Job: Pick out every line of the data below that contains the word "Target", matching case exactly.

Image location labeling entries:
-------
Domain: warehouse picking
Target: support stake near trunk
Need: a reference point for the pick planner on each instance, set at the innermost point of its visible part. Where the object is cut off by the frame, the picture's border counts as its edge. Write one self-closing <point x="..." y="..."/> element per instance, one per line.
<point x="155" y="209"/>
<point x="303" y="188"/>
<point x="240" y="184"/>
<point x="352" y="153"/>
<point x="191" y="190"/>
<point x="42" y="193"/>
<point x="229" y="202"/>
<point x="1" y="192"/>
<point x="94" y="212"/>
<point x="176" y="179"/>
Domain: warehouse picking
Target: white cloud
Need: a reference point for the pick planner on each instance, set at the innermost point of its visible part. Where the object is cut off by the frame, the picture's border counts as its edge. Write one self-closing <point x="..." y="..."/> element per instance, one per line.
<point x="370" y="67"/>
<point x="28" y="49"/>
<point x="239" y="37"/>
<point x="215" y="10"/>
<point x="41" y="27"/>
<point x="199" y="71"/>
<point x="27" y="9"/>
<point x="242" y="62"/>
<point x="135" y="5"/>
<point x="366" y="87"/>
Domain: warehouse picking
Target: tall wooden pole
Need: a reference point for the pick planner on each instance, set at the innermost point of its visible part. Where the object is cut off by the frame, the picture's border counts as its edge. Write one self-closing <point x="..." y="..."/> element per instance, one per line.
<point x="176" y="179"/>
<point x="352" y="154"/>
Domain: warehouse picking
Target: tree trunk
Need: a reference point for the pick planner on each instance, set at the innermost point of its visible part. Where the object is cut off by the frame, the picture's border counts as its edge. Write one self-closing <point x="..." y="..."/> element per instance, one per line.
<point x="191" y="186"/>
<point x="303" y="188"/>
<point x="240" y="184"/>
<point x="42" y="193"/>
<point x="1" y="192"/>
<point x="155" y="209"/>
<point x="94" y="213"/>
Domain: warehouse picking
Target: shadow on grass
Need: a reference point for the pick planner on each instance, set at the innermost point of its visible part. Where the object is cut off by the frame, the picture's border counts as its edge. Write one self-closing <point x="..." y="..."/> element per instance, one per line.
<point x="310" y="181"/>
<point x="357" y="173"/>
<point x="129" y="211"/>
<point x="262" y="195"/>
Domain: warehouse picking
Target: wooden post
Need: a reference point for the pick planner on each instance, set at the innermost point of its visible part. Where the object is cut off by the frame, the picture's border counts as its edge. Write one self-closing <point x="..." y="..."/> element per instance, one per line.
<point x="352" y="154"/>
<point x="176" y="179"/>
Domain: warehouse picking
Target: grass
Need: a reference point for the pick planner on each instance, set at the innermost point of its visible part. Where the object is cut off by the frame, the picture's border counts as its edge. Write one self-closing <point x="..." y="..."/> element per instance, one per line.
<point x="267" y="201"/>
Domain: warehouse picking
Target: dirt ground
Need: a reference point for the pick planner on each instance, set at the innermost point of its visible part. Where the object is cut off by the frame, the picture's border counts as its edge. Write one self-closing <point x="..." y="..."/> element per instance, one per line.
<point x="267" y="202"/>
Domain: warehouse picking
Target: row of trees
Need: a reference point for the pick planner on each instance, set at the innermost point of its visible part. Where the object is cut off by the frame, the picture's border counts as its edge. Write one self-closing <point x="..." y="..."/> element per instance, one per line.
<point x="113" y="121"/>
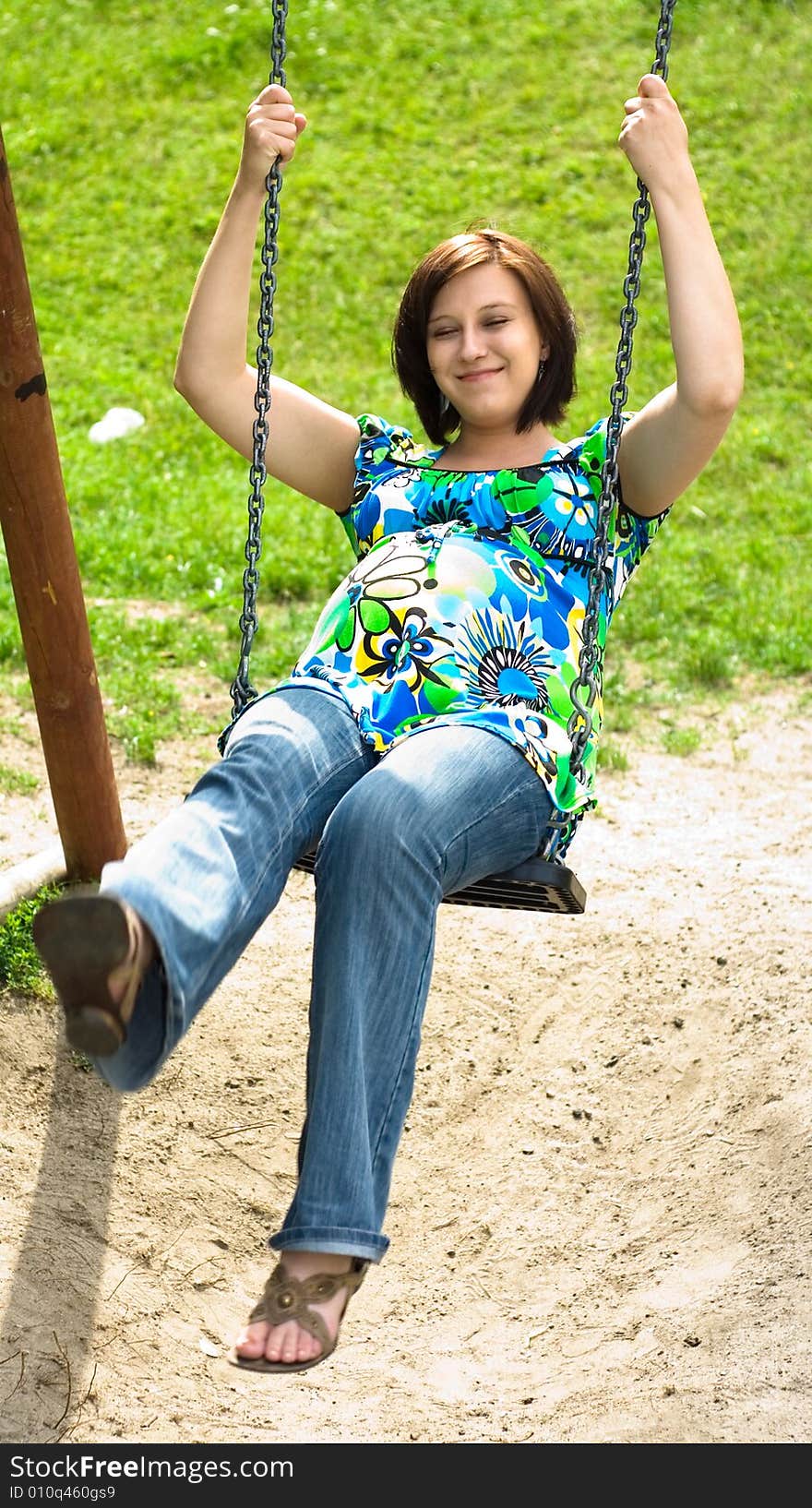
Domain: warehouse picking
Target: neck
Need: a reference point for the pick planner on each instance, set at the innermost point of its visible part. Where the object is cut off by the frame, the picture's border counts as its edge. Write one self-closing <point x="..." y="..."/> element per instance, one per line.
<point x="478" y="449"/>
-------
Response:
Target: support stake near trunk
Target: white cloud
Target: tall wooden pole
Target: tree trunk
Target: shadow on grass
Target: wooden post
Target: grass
Target: dirt ground
Target: row of trees
Target: neck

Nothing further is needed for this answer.